▶ **DOCUMENT TEXT**:
╭──
MPs have criticised the rural payments digital service and want assurances that there will be no return this year to paper forms when farmers claim their EU subsidies

Ministers have called for guarantees that the rural payments IT system will be able to cope with increased pressure and won’t fail again when farmers apply for their payments this year.

In a House of Commons debate, MPs also asked if the Rural Payments Agency (RPA) has a contingency plan in place for processing paper applications.

The rural payments digital service is run by the Government Digital Service (GDS), the Department for Environment, Food and Rural Affairs (Defra) and the RPA, and aimed to use Gov.uk’s Verify, an online identity verification scheme, to process claims for European Union subsidy payments to farmers.

Following problems with the IT system after it went live in late 2014, the government was forced to withdraw the service in March 2015, leaving farmers having to fill out the forms in pen and ink, which led to delays in payment.

An NAO report published late last year found that programme costs had spiralled from an initial £154m to £215m, 40% over budget.

Make it rural-proof

Wells MP James Heappey said farmers needed a guarantee that the digital service will be able to cope with the pressure of farmers using it to apply for their payments.

He said it had to be “rural-proof”, and that connectivity is an issue as farmers in rural areas have “incredibly poor connectivity”.

He added: “Many farmers simply cannot soldier through incredibly poor connectivity – below 1Mbps – to go through the online application process. Until we can improve their connectivity, it is unfair to expect them to endure that.”

Farmers deserve a working IT system

Shadow farming minister Nick Smith said farmers deserved better, and asked why ministers hadn’t intervened sooner to make it worked “so that the whole sorry debacle was avoided”.

He continued: “The government wheeled out a new IT system to handle the payments for 2015 – a system they were so confident in, it was hailed as a digital exemplar.

“Instead, it is a failed system that has cost the taxpayer millions, threatened us with hundreds of millions in penalty payments for years to come, and put the livelihoods of many hard-working families at risk.”
╰──
▶ **CHALLENGES**:
**a.** Answer the following from the article on the rural payments digital service:
(i) Which three bodies run the rural payments digital service?
(ii) In what month and year was the service withdrawn?
(iii) What connectivity speed did James Heappey give as the level below which many farmers cannot complete the online application?
**b.** Return, verbatim, the part of the article on the rural payments digital service that opens with the words containing "The rural payments digital service is" and closes with "delays in payment.".

▶ **SUPPLIED RECORDS**:
╭──
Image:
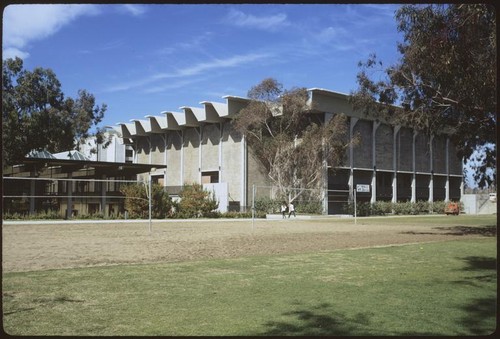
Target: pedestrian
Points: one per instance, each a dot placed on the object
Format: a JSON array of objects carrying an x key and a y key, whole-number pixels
[
  {"x": 291, "y": 209},
  {"x": 283, "y": 209}
]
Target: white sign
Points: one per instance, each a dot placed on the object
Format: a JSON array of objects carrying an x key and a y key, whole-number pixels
[{"x": 362, "y": 188}]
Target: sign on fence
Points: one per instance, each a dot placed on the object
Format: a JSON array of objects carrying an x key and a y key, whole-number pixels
[{"x": 361, "y": 188}]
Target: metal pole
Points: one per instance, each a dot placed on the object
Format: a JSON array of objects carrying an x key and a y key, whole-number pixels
[
  {"x": 253, "y": 207},
  {"x": 150, "y": 203},
  {"x": 355, "y": 207}
]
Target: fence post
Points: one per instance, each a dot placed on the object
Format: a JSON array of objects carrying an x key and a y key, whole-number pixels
[
  {"x": 253, "y": 206},
  {"x": 150, "y": 202},
  {"x": 355, "y": 207}
]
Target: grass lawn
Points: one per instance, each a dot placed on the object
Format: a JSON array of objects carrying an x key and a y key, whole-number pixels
[{"x": 445, "y": 288}]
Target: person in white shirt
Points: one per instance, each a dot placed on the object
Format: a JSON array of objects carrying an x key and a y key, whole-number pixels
[{"x": 291, "y": 209}]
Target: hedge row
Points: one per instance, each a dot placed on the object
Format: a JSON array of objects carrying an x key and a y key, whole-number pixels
[{"x": 398, "y": 208}]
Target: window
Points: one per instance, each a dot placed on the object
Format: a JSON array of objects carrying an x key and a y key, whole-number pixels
[{"x": 210, "y": 177}]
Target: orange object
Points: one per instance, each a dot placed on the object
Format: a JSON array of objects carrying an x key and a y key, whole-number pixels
[{"x": 452, "y": 208}]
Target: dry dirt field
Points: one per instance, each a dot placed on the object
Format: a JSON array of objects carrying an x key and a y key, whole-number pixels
[{"x": 42, "y": 246}]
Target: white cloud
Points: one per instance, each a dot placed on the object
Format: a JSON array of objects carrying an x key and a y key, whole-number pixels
[
  {"x": 200, "y": 68},
  {"x": 23, "y": 24},
  {"x": 135, "y": 10},
  {"x": 272, "y": 22},
  {"x": 12, "y": 52}
]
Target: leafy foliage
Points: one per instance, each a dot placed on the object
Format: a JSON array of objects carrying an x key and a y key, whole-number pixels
[
  {"x": 292, "y": 142},
  {"x": 36, "y": 115},
  {"x": 445, "y": 80},
  {"x": 137, "y": 201},
  {"x": 398, "y": 208},
  {"x": 196, "y": 202}
]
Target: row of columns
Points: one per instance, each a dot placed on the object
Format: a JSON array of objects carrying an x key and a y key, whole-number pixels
[{"x": 396, "y": 130}]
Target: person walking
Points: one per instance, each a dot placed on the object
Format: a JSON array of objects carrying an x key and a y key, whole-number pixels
[
  {"x": 291, "y": 209},
  {"x": 283, "y": 209}
]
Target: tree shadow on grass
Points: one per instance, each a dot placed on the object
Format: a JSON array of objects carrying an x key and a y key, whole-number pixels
[
  {"x": 323, "y": 320},
  {"x": 486, "y": 231},
  {"x": 481, "y": 312}
]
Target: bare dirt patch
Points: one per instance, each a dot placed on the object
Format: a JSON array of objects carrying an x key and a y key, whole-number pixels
[{"x": 41, "y": 246}]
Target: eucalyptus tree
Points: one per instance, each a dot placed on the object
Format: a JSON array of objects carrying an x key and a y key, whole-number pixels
[
  {"x": 293, "y": 143},
  {"x": 37, "y": 115},
  {"x": 445, "y": 79}
]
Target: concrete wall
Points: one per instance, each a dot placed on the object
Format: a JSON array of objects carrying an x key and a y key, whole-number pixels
[{"x": 478, "y": 204}]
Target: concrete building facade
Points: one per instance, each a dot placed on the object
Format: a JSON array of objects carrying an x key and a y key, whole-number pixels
[{"x": 198, "y": 144}]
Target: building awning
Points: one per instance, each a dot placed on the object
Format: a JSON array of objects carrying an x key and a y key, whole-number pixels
[{"x": 44, "y": 167}]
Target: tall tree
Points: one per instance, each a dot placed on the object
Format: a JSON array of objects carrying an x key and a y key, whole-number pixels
[
  {"x": 36, "y": 115},
  {"x": 291, "y": 141},
  {"x": 445, "y": 79}
]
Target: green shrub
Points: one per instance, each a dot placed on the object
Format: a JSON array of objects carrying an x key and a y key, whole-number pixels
[
  {"x": 267, "y": 205},
  {"x": 196, "y": 202},
  {"x": 381, "y": 208},
  {"x": 309, "y": 207},
  {"x": 137, "y": 201}
]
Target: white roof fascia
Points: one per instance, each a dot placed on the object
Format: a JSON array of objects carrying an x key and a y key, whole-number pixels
[
  {"x": 235, "y": 104},
  {"x": 188, "y": 118},
  {"x": 116, "y": 129},
  {"x": 142, "y": 127},
  {"x": 194, "y": 115},
  {"x": 172, "y": 123},
  {"x": 157, "y": 123},
  {"x": 126, "y": 129},
  {"x": 215, "y": 109}
]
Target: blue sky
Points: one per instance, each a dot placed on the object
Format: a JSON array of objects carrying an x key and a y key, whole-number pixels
[{"x": 144, "y": 59}]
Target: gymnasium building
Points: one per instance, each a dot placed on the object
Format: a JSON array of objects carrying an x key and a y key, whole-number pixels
[{"x": 198, "y": 144}]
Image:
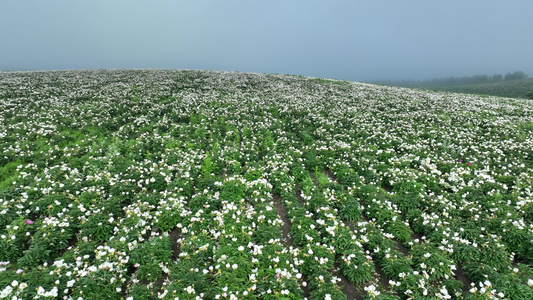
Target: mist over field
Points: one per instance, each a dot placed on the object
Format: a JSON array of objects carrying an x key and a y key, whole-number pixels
[{"x": 350, "y": 40}]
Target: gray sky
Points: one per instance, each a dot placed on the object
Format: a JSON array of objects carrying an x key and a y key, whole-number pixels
[{"x": 359, "y": 40}]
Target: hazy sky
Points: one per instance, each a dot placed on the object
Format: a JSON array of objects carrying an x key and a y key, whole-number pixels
[{"x": 359, "y": 40}]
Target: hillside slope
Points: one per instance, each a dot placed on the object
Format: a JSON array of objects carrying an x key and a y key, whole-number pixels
[{"x": 146, "y": 184}]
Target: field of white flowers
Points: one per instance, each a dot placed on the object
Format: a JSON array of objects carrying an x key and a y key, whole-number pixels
[{"x": 173, "y": 184}]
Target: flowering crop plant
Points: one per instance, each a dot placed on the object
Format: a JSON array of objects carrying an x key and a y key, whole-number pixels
[{"x": 182, "y": 184}]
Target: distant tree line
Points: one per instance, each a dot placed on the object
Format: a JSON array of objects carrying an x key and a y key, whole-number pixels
╰──
▶ **WRITTEN RESPONSES**:
**a.**
(i) The Government Digital Service (GDS), the Department for Environment, Food and Rural Affairs (Defra) and the Rural Payments Agency (RPA)
(ii) March 2015
(iii) 1Mbps

**b.**
The rural payments digital service is run by the Government Digital Service (GDS), the Department for Environment, Food and Rural Affairs (Defra) and the RPA, and aimed to use Gov.uk’s Verify, an online identity verification scheme, to process claims for European Union subsidy payments to farmers.

Following problems with the IT system after it went live in late 2014, the government was forced to withdraw the service in March 2015, leaving farmers having to fill out the forms in pen and ink, which led to delays in payment.